--- Begin DATA SECTION ---

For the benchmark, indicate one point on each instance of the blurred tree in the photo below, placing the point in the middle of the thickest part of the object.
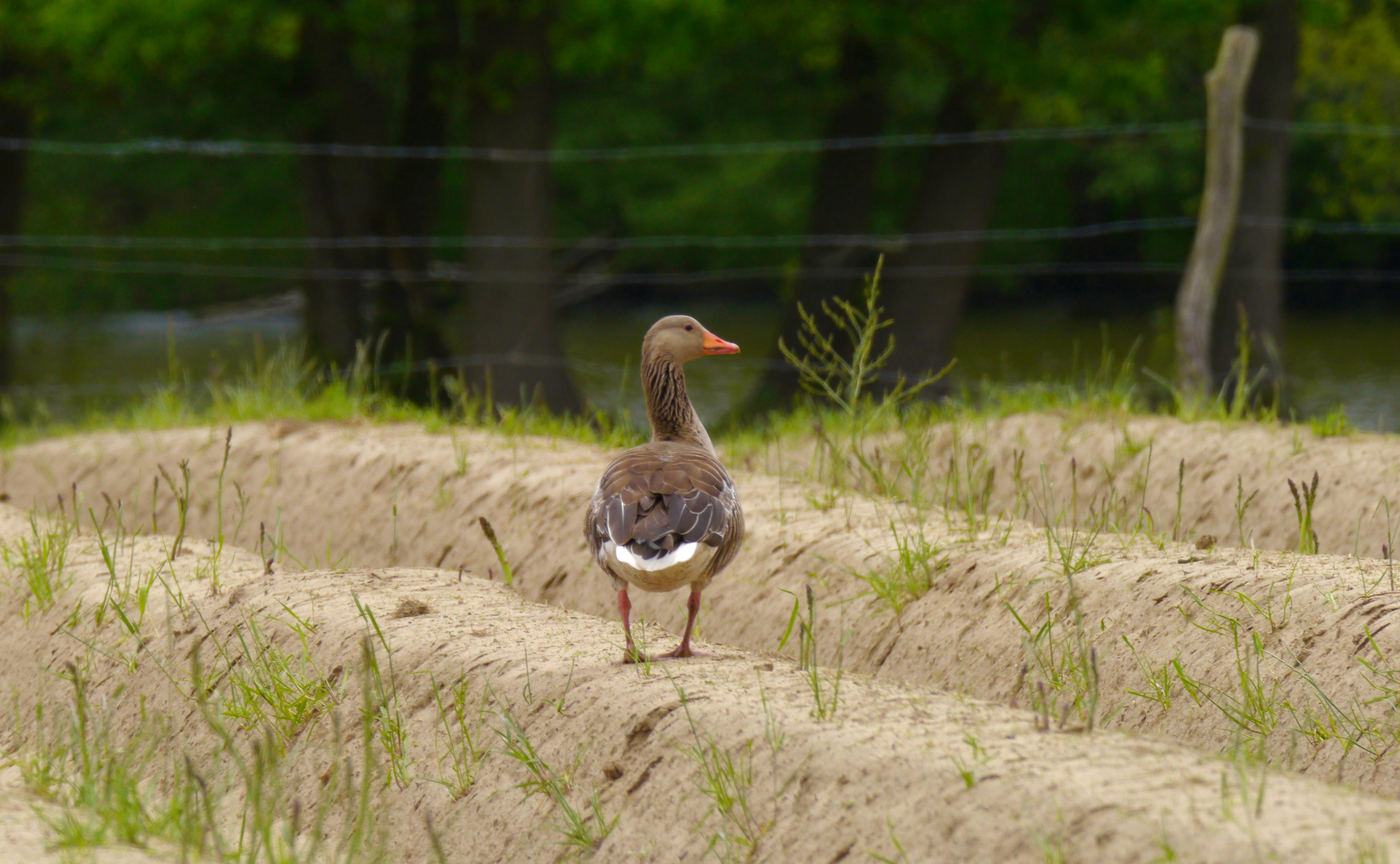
(509, 310)
(843, 192)
(409, 310)
(1254, 274)
(342, 196)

--- End DATA SECTION ---

**WHAT TO WORK ON:**
Quote every line in the items above that contains the word "benchmark".

**SOLUTION FOR THIS EXERCISE:**
For the benchmark, indicate one point on each instance of the blurred tree in the photo below, placing the point in the middle of the thickest part of the object.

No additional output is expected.